**What is needed**. Please render every line of the entries below as a JSON list of strings, one string per line, with blank lines and the pictures left out.

**Exercise input**.
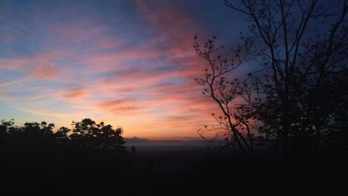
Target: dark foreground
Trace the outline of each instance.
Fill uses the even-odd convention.
[[[116,158],[87,152],[2,152],[0,195],[347,193],[348,161],[346,154],[338,150],[289,161],[261,154],[208,156],[204,150],[182,149],[144,150]]]

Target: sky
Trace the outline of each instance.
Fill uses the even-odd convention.
[[[193,38],[233,45],[237,14],[222,1],[0,0],[0,120],[197,138],[217,106],[194,80],[207,64]]]

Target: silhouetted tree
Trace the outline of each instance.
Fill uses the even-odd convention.
[[[110,124],[105,125],[103,122],[97,124],[89,118],[73,122],[72,125],[72,133],[69,136],[72,142],[93,149],[125,152],[125,142],[121,136],[122,128],[113,129]]]
[[[347,106],[347,1],[224,2],[244,14],[251,24],[248,33],[241,34],[242,44],[237,51],[244,51],[242,56],[249,63],[260,65],[246,79],[230,81],[232,92],[236,92],[212,89],[227,97],[239,95],[243,98],[233,113],[227,114],[242,113],[242,119],[237,117],[235,122],[244,122],[274,140],[285,158],[290,149],[299,152],[313,147],[317,149],[323,138],[338,129],[342,132],[347,110],[338,106]],[[211,47],[211,42],[205,47]],[[198,46],[196,42],[196,51]],[[219,73],[214,70],[219,60],[200,55],[199,50],[198,54],[213,66],[207,79]],[[258,125],[249,119],[257,120]]]

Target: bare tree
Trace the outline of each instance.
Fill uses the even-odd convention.
[[[237,115],[233,100],[242,93],[235,88],[235,83],[229,81],[228,74],[239,67],[245,60],[247,51],[252,42],[246,41],[244,45],[239,46],[235,51],[232,58],[223,58],[216,56],[215,53],[222,49],[223,47],[215,45],[216,37],[209,40],[204,46],[200,46],[197,36],[195,36],[194,49],[197,54],[203,58],[209,65],[206,68],[204,77],[196,79],[196,81],[204,86],[203,94],[212,98],[220,109],[221,115],[212,113],[218,124],[205,126],[204,131],[213,131],[212,137],[205,136],[206,131],[198,130],[198,134],[208,143],[208,149],[217,147],[219,152],[224,149],[233,147],[237,143],[239,149],[244,154],[252,155],[253,152],[253,135],[246,123],[247,118],[244,114]],[[223,136],[224,142],[216,145],[219,135]]]
[[[195,37],[196,51],[209,65],[197,81],[222,113],[213,115],[219,124],[212,127],[225,134],[221,149],[237,143],[252,153],[255,129],[274,140],[287,158],[290,148],[301,151],[314,143],[319,149],[323,135],[337,126],[333,122],[346,120],[347,112],[335,105],[347,105],[346,88],[340,84],[347,80],[347,1],[224,1],[250,24],[232,59],[218,56],[221,47],[214,45],[216,38],[200,46]],[[242,80],[226,76],[246,60],[260,66]],[[333,103],[333,95],[340,104]],[[237,106],[232,104],[237,97],[243,100]],[[254,120],[260,126],[251,123]],[[210,145],[216,142],[217,137],[198,132]],[[308,142],[312,138],[314,142]]]
[[[314,133],[319,145],[320,91],[331,73],[347,63],[347,1],[224,1],[246,16],[251,23],[246,37],[258,42],[248,56],[261,68],[249,74],[244,86],[262,95],[245,99],[246,106],[258,111],[263,130],[278,138],[285,157],[290,136],[301,140]],[[331,111],[325,112],[327,117]]]

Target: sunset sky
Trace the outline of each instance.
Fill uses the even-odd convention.
[[[222,1],[0,2],[0,120],[90,117],[125,137],[196,138],[214,123],[193,38],[233,46],[245,27]]]

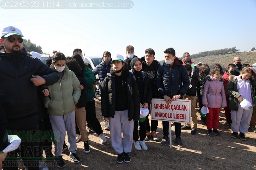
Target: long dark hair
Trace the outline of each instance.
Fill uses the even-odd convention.
[[[71,57],[67,57],[66,63],[66,65],[68,69],[74,72],[77,77],[81,76],[82,74],[82,68],[76,60]]]
[[[76,60],[76,61],[78,63],[80,67],[82,69],[82,72],[83,72],[84,70],[84,63],[83,60],[83,59],[79,54],[75,54],[72,56],[72,57]]]
[[[66,62],[66,59],[64,54],[59,51],[54,51],[52,52],[53,55],[52,57],[52,63],[55,63],[59,60],[65,60]]]

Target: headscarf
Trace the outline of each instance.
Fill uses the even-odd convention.
[[[139,59],[139,58],[136,57],[133,58],[133,59],[131,59],[131,70],[133,73],[133,74],[135,75],[137,75],[139,76],[141,76],[141,70],[140,71],[136,71],[135,70],[135,68],[134,68],[134,65],[135,64],[135,63],[138,60],[139,60],[139,61],[141,62],[141,64],[142,64],[142,62],[141,62],[141,60],[140,59]]]

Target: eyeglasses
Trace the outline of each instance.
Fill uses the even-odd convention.
[[[16,40],[16,39],[18,40],[18,42],[19,43],[21,43],[23,42],[23,39],[21,37],[10,37],[5,38],[3,38],[3,39],[7,39],[8,41],[10,43],[13,43]]]

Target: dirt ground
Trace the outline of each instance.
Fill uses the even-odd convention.
[[[96,100],[96,114],[102,128],[104,123],[101,116],[100,102]],[[197,108],[197,111],[199,108]],[[224,125],[225,122],[224,110],[220,114],[219,129],[220,137],[211,137],[206,133],[205,126],[200,124],[200,116],[198,113],[198,132],[195,135],[190,134],[190,130],[181,130],[183,148],[179,148],[174,141],[174,126],[172,127],[172,148],[169,145],[160,145],[162,138],[162,121],[158,122],[157,132],[159,137],[157,141],[152,138],[146,142],[147,151],[138,151],[133,145],[130,154],[131,162],[118,164],[117,154],[112,147],[110,132],[104,130],[108,140],[106,145],[102,145],[98,135],[88,132],[91,151],[83,152],[83,143],[77,143],[77,154],[81,162],[75,164],[68,158],[69,151],[62,155],[66,164],[65,169],[69,170],[251,170],[256,169],[256,133],[250,129],[246,133],[246,141],[239,138],[230,137],[230,126]],[[181,125],[182,126],[182,124]],[[67,137],[66,138],[67,144]],[[151,139],[151,140],[150,140]],[[59,169],[54,163],[45,162],[50,170]]]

**Final result**.
[
  "Target: dark foreground",
  "Trace the outline of each instance.",
  "Fill uses the even-odd convention.",
  "[[[116,158],[87,152],[2,152],[0,195],[347,193],[348,161],[346,154],[338,150],[289,161],[261,154],[208,156],[204,150],[182,149],[144,150]]]",
  "Target: sky",
  "Trace the outline of each instance.",
  "Fill uses the even-odd convention.",
  "[[[193,38],[233,45],[237,14],[222,1],[0,0],[0,120],[197,138],[217,106],[194,80],[207,64]]]",
  "Target: silhouetted tree",
  "Trace the outline of each instance.",
  "Fill uses the even-odd convention.",
  "[[[110,124],[105,125],[103,122],[97,124],[89,118],[73,122],[72,125],[72,133],[69,136],[72,142],[93,149],[125,152],[125,142],[121,136],[122,128],[113,129]]]",
  "[[[347,106],[347,1],[224,2],[244,14],[251,24],[248,33],[241,34],[242,44],[237,51],[244,51],[242,56],[249,63],[260,65],[246,79],[230,81],[232,92],[236,92],[212,89],[227,97],[239,95],[243,98],[233,113],[227,114],[242,113],[242,119],[237,117],[235,122],[244,122],[274,140],[285,158],[290,149],[299,152],[313,147],[317,149],[323,138],[338,129],[342,132],[347,110],[338,106]],[[211,47],[211,42],[205,47]],[[198,46],[196,42],[196,51]],[[219,73],[214,70],[219,60],[200,55],[199,50],[198,54],[213,66],[207,79]],[[258,125],[249,119],[257,120]]]",
  "Target: bare tree",
  "Trace the outline of each instance.",
  "Fill uses the even-odd convention.",
  "[[[237,115],[233,100],[242,93],[235,88],[235,83],[229,81],[228,74],[239,67],[245,60],[247,51],[252,42],[246,41],[244,45],[239,46],[235,51],[232,58],[223,58],[216,56],[215,53],[222,49],[223,47],[215,45],[216,37],[209,40],[204,46],[200,46],[197,36],[195,36],[194,49],[197,54],[203,58],[209,65],[206,68],[204,77],[196,79],[196,81],[204,86],[203,94],[212,98],[220,109],[221,115],[212,113],[218,124],[205,126],[204,131],[213,131],[212,137],[205,136],[206,131],[198,130],[198,134],[208,143],[208,149],[217,147],[219,152],[224,149],[233,147],[237,143],[239,149],[244,154],[252,155],[253,152],[253,135],[246,123],[247,118],[244,114]],[[223,136],[224,142],[216,145],[219,135]]]",
  "[[[195,37],[196,51],[209,65],[197,81],[222,113],[213,115],[219,124],[212,127],[225,134],[221,149],[237,143],[252,153],[255,129],[274,140],[287,158],[290,148],[301,151],[314,143],[319,149],[323,135],[337,126],[333,122],[346,120],[347,112],[335,105],[347,105],[346,88],[340,84],[347,80],[347,1],[224,1],[250,24],[232,59],[218,56],[221,47],[214,45],[216,38],[200,46]],[[242,80],[226,76],[246,60],[260,66]],[[333,103],[333,95],[340,104]],[[237,106],[232,104],[237,97],[243,100]],[[254,120],[260,126],[251,123]],[[210,145],[216,142],[217,137],[198,132]],[[308,142],[312,138],[314,142]]]",
  "[[[314,133],[319,145],[320,91],[331,73],[347,63],[347,1],[224,1],[246,16],[251,23],[246,37],[258,42],[248,56],[261,68],[249,74],[244,86],[262,95],[245,99],[246,106],[258,111],[263,130],[278,138],[285,157],[290,136],[301,140]],[[331,111],[325,112],[327,117]]]",
  "Target: sunset sky",
  "Trace the outline of each instance.",
  "Fill uses the even-odd convention.",
  "[[[222,1],[0,2],[0,120],[90,117],[125,137],[196,138],[214,123],[193,38],[233,46],[245,27]]]",
  "Target: long dark hair",
  "Trace the outline of each instance.",
  "Fill uses the even-odd convention.",
  "[[[71,57],[67,57],[66,63],[66,65],[68,69],[74,72],[77,77],[81,76],[82,74],[82,68],[76,60]]]",
  "[[[76,60],[76,61],[78,63],[80,67],[82,69],[82,72],[83,72],[84,70],[84,63],[83,60],[83,59],[79,54],[75,54],[72,56],[72,57]]]",
  "[[[66,62],[66,59],[64,54],[59,51],[54,51],[52,52],[53,55],[52,57],[52,63],[55,63],[59,60],[65,60]]]",
  "Target: headscarf",
  "Trace the outline of each instance.",
  "Fill uses the even-odd convention.",
  "[[[139,59],[139,58],[136,57],[133,58],[133,59],[131,59],[131,70],[133,73],[133,74],[135,75],[137,75],[139,76],[141,76],[141,70],[140,71],[136,71],[135,70],[135,68],[134,68],[134,65],[135,64],[135,63],[138,60],[139,60],[139,61],[141,62],[141,64],[142,64],[142,62],[141,62],[141,60],[140,59]]]",
  "Target: eyeglasses",
  "Trace the outline of each instance.",
  "Fill uses the even-odd convention.",
  "[[[16,40],[16,39],[18,40],[18,42],[19,43],[21,43],[23,42],[23,39],[21,37],[10,37],[5,38],[3,38],[3,39],[7,39],[8,41],[10,43],[13,43]]]",
  "Target: dirt ground",
  "Trace the outline of each instance.",
  "Fill uses the even-odd convention.",
  "[[[96,100],[96,114],[102,128],[104,123],[101,116],[100,102]],[[197,108],[197,111],[199,108]],[[224,125],[225,122],[224,110],[220,114],[219,129],[220,137],[211,137],[206,133],[205,126],[200,124],[200,116],[198,113],[198,132],[195,135],[190,134],[190,130],[181,130],[183,148],[179,148],[174,141],[174,126],[172,127],[172,148],[169,145],[160,145],[162,138],[162,121],[158,122],[157,132],[159,137],[157,141],[152,138],[146,142],[147,151],[138,151],[133,145],[130,154],[131,162],[118,164],[117,154],[112,147],[110,132],[104,130],[108,140],[106,145],[102,145],[98,135],[88,132],[91,151],[83,152],[83,143],[77,143],[77,154],[81,162],[75,164],[68,158],[69,151],[62,155],[66,164],[65,169],[69,170],[251,170],[256,169],[256,133],[250,129],[246,133],[246,141],[239,138],[230,137],[230,126]],[[181,125],[182,126],[182,124]],[[67,137],[66,138],[67,144]],[[151,139],[151,140],[150,140]],[[59,169],[54,163],[45,162],[50,170]]]"
]